Take the line with "Target: pool coping" and every line after it in the data. Transcribe them exactly, through the last.

[Source records]

*** Block opens ***

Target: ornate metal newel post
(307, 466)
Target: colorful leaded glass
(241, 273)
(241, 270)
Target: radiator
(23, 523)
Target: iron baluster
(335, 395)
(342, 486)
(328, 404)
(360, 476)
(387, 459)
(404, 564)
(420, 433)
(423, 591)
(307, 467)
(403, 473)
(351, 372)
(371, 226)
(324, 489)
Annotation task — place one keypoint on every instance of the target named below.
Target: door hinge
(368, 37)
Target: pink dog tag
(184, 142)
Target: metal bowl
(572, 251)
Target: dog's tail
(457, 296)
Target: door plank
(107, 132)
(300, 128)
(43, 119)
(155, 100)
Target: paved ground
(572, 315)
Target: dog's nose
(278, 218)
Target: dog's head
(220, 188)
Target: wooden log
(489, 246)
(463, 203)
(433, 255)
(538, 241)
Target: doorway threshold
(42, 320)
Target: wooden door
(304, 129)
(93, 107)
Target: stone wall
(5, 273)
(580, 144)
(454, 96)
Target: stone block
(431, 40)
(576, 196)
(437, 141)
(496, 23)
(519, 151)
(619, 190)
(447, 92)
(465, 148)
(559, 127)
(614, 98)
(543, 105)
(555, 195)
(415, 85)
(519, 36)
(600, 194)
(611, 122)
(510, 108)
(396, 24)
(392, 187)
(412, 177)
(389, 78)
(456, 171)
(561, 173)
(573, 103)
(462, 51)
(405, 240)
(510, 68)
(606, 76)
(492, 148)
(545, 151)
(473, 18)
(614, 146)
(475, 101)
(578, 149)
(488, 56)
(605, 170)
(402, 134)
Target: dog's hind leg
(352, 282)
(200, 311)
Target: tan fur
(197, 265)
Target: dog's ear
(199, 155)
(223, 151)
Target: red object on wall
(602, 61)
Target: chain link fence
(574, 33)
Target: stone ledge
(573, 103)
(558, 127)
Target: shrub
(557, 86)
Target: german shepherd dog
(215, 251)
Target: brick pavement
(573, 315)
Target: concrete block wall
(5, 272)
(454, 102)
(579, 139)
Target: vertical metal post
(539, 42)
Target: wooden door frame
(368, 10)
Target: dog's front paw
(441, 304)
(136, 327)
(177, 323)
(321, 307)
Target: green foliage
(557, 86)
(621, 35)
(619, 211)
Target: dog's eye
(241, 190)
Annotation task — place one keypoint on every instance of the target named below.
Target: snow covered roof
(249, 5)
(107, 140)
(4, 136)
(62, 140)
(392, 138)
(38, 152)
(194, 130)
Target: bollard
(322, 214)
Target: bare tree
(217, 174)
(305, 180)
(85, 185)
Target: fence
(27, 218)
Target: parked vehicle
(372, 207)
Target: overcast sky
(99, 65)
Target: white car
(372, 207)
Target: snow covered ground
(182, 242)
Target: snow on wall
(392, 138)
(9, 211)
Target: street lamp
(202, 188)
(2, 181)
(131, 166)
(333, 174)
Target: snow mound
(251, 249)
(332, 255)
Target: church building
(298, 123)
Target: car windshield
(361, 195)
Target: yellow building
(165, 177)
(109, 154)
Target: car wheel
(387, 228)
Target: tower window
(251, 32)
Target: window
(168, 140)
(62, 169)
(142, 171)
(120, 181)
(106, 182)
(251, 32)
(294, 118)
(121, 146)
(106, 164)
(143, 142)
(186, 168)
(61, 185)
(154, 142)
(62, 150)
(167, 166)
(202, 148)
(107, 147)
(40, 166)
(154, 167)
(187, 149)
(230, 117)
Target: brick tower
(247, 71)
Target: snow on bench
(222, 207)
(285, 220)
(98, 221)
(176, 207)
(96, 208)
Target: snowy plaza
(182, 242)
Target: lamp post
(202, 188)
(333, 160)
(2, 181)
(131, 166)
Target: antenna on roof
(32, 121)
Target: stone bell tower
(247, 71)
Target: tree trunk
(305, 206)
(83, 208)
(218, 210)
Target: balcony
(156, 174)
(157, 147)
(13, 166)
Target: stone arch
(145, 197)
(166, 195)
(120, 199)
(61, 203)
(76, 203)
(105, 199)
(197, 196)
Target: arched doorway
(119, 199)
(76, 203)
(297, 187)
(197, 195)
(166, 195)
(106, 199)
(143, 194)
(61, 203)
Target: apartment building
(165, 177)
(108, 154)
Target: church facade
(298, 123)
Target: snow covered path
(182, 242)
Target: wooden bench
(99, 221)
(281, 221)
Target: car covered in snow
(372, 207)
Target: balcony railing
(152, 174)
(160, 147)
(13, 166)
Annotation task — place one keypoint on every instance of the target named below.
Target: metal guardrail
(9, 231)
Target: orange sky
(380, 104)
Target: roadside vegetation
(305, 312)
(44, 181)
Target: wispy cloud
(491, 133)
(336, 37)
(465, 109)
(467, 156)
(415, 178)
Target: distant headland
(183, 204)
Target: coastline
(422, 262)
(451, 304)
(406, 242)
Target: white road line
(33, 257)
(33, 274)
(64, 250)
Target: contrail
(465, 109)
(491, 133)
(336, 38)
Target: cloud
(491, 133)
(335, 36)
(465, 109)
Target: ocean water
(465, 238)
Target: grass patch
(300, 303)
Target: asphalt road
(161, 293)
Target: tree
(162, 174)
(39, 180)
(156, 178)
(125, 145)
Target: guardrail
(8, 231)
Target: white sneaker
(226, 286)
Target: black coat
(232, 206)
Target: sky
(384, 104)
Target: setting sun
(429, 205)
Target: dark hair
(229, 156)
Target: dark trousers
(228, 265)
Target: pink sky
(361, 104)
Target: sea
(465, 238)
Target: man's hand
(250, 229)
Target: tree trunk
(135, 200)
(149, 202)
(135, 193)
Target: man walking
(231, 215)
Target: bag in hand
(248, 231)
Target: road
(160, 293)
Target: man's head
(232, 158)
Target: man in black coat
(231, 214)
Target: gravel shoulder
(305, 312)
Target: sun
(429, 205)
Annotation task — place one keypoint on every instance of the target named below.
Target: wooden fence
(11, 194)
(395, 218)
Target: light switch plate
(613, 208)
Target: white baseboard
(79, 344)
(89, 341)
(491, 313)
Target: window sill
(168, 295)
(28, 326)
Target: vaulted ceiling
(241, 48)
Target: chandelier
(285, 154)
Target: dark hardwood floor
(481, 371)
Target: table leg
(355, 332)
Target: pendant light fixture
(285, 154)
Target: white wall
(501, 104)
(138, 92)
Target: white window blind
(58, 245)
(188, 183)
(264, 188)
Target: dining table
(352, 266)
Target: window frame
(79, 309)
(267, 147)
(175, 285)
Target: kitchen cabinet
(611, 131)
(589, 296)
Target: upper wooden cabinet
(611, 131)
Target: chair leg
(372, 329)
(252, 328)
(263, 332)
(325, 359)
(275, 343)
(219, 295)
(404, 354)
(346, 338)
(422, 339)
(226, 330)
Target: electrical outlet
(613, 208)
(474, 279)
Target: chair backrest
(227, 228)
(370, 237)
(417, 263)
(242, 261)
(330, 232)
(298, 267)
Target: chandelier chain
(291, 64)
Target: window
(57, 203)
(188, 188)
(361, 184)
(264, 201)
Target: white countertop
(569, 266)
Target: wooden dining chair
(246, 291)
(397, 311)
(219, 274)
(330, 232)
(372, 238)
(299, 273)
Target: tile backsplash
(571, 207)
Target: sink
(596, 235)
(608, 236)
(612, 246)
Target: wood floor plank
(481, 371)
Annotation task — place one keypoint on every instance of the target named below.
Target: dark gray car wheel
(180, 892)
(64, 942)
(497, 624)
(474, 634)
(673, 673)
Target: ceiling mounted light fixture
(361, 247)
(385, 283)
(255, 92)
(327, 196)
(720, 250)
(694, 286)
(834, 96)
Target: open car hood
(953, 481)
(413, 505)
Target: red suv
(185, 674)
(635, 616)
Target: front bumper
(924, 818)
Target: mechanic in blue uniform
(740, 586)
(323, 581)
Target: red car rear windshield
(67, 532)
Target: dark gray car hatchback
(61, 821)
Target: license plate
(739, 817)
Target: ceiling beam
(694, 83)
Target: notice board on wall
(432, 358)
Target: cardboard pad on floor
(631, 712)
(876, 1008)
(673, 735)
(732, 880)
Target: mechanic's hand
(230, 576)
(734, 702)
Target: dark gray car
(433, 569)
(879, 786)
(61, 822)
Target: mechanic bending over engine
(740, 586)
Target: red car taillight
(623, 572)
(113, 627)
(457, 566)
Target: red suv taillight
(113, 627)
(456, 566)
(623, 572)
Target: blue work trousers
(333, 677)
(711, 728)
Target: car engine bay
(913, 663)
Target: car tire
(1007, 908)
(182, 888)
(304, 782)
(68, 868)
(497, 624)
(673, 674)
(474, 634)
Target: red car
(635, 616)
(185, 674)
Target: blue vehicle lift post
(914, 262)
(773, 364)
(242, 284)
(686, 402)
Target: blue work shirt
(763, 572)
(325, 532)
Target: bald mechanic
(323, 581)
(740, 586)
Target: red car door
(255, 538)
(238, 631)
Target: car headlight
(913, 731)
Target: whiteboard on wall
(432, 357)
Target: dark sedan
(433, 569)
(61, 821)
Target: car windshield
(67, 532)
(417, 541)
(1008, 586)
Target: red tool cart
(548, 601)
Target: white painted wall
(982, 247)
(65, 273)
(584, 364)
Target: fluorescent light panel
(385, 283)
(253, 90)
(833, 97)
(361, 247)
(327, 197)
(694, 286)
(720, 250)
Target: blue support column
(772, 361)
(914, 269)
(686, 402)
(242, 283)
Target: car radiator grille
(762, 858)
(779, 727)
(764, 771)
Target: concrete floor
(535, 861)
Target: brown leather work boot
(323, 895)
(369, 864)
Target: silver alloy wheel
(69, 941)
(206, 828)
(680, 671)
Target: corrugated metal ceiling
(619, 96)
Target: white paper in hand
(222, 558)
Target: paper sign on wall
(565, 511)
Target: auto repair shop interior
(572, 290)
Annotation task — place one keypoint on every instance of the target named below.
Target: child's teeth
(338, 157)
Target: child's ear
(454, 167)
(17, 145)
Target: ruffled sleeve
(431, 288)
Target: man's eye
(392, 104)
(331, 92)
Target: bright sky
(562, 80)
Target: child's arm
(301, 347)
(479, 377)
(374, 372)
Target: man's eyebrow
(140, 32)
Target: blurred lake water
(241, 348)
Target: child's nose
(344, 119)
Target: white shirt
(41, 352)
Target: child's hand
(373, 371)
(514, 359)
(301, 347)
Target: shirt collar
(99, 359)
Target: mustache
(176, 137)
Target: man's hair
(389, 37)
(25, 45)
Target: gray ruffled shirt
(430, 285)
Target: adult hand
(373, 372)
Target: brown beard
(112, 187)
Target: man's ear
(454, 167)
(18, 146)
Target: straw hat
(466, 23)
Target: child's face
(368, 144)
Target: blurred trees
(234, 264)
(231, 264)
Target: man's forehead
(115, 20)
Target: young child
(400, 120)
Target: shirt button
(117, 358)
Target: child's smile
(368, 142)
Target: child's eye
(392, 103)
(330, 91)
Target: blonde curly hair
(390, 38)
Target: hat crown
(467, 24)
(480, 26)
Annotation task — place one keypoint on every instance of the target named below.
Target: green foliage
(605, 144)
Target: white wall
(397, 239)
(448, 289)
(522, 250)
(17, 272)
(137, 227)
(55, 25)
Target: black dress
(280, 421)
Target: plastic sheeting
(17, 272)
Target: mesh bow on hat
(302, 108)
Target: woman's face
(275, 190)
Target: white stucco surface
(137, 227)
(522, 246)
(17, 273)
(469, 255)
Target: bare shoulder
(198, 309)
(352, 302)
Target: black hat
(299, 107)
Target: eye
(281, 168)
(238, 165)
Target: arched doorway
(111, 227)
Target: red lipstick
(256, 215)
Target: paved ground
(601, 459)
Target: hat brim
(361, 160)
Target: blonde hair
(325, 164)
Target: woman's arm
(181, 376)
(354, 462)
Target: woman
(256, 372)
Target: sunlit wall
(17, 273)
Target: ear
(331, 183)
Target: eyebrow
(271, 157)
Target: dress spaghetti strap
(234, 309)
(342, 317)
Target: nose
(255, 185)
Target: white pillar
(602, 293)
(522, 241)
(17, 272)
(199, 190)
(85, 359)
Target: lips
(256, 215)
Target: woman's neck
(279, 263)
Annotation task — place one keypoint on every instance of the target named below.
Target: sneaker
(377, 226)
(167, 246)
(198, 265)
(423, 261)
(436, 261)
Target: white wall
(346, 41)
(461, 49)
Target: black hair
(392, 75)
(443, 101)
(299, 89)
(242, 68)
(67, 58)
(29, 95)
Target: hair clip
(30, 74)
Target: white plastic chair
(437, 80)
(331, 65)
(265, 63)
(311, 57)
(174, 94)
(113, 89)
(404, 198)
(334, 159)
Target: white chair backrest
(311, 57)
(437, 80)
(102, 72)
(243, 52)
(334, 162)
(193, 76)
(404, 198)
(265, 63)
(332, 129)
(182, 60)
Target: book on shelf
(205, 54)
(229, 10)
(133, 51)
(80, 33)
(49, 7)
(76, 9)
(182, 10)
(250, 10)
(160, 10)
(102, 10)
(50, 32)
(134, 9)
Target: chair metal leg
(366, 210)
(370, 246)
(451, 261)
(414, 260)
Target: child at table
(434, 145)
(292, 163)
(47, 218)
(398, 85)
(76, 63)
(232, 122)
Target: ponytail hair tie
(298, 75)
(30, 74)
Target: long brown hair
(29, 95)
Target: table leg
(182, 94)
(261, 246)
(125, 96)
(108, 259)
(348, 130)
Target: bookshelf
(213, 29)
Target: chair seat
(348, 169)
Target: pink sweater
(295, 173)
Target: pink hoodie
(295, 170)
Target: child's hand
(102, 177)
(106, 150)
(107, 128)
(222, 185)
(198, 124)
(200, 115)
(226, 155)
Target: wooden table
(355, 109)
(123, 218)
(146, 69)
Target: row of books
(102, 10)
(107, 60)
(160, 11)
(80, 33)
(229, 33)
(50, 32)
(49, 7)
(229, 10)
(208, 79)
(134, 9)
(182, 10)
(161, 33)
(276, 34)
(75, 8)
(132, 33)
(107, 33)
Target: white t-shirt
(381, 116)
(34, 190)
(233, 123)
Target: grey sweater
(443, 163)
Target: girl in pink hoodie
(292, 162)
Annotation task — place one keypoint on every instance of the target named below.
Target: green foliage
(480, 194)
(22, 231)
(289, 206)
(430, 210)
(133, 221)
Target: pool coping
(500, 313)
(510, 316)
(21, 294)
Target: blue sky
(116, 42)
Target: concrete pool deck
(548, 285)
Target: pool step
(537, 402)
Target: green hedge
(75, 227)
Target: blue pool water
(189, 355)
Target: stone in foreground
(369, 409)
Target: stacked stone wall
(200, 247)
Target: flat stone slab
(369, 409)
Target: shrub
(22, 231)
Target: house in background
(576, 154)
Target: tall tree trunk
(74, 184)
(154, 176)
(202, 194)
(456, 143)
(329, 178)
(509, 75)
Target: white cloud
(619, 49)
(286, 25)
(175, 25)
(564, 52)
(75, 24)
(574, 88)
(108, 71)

*** Block closes ***

§ ANSWER BOX:
Target: pool coping
(500, 313)
(510, 316)
(21, 294)
Target: blue sky
(116, 42)
Target: concrete pool deck
(548, 285)
Target: pool step
(537, 402)
Target: green hedge
(75, 227)
Target: blue pool water
(189, 355)
Target: stone in foreground
(369, 409)
Target: stacked stone wall
(200, 247)
Target: flat stone slab
(369, 409)
Target: shrub
(22, 231)
Target: house in background
(576, 154)
Target: tall tree trunk
(74, 184)
(154, 176)
(202, 194)
(456, 143)
(329, 178)
(509, 75)
Target: white cloud
(619, 49)
(286, 25)
(175, 25)
(564, 52)
(75, 24)
(574, 88)
(108, 71)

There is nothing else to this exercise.